● Task to complete:
Return every record below exactly as given.
=====
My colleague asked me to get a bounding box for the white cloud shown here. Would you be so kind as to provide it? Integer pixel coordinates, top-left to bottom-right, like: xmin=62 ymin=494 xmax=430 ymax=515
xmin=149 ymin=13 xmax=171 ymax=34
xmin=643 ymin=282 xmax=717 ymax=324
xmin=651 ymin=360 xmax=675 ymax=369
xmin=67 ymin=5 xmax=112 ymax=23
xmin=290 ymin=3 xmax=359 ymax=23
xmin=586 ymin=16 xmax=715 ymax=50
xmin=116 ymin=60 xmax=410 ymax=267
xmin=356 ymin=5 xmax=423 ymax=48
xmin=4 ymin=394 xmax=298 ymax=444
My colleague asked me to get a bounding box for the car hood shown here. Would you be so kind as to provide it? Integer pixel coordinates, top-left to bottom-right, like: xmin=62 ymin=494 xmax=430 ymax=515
=====
● Completed task:
My colleague asked me to get a bounding box for the white cloud shown here. Would you be so kind as to provide it? Integer pixel coordinates, top-left to bottom-right, like: xmin=62 ymin=494 xmax=430 ymax=515
xmin=149 ymin=13 xmax=171 ymax=34
xmin=643 ymin=282 xmax=717 ymax=324
xmin=651 ymin=360 xmax=675 ymax=369
xmin=67 ymin=5 xmax=112 ymax=23
xmin=290 ymin=3 xmax=359 ymax=23
xmin=586 ymin=16 xmax=715 ymax=50
xmin=116 ymin=60 xmax=410 ymax=267
xmin=356 ymin=5 xmax=423 ymax=48
xmin=4 ymin=394 xmax=298 ymax=444
My colleague asked me to get a bounding box for the car hood shown here. Would you be so kind as to provide it? Integer pixel coordinates, top-left to bottom-right, like: xmin=62 ymin=494 xmax=430 ymax=515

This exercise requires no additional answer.